[Quoted passage]:
Biomedical research takes a long time… Way too long for patients anxiously waiting for treatments that can keep them alive or spare them agony. So, here is an idea. How about switching research’s typical drawn-out, excruciating timeline to dog years. Dog years?
Folk wisdom has it that, since humans live on average seven times longer than dogs, 1 dog year = 7 human years. Scientists may debate the accuracy of this equivalency, but most people agree that humans live many times longer than their furry friends. And, as it happens, these friends have features that uniquely qualify them to help us speed biomedical research.
Consider this: most dogs will develop cancer, and their tumors are remarkably similar to those of humans. For instance, osteosarcoma is a deadly bone cancer that affects both children and dogs. Dr. Nicola Mason, a Professor of Pathobiology at the University of Pennsylvania’s School of Veterinary Medicine, has shown that its genetic profile in both species is indistinguishable. Similar findings have been made for non-Hodgkin’s lymphoma, brain tumors, melanoma, blood tumors, breast cancer, bladder cancer, and prostate cancer.
Biomedical scientists commonly use mice to study diseases and test drugs. The problem is that mice are not humans—only a gross approximation. “We have cured mice of cancer for decades—and it simply didn’t work in humans.” Or, as Harvard Professor George Whitesides once put it: “Whatever else you may think of me, I am not a large, hairless mouse.”
According to Dr. Matthew Breen, Professor of Comparative Oncology Genetics at North Carolina State University, 1.7 million humans are diagnosed with the most common cancers each year (Figure 1). For dogs, the corresponding figure is over 4.2 million. And it is not just cancer; dogs are susceptible to arthritis, diabetes, obesity, and other human scourges. They also share the same microbiome and inhabit the same environment. Many of the drivers that shape our health also shape theirs.

[Required work]:
Answer these questions from the text on dogs and biomedical research:
1. What deadly bone cancer affects both children and dogs?
2. Who said, "I am not a large, hairless mouse"?
3. How many dogs are diagnosed each year with the most common cancers?
The records are separate material, unrelated to the text on dogs and biomedical research.

[Data for review]:
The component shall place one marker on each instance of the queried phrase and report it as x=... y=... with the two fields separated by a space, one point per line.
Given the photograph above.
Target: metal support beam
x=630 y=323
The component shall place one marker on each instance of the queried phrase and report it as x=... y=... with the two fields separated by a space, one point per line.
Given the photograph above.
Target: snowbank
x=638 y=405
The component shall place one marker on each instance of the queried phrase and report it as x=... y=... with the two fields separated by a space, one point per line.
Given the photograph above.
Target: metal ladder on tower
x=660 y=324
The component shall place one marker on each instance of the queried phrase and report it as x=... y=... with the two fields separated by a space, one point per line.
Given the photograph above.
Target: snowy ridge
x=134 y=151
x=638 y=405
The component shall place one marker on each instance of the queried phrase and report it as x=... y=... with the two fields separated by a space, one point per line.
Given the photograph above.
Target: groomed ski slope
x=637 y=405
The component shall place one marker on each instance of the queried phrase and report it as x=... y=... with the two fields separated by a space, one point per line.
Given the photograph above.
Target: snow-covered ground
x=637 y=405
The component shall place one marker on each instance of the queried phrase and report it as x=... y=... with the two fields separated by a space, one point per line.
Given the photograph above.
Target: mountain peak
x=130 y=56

[Written response]:
1. Osteosarcoma
2. Harvard Professor George Whitesides
3. Over 4.2 million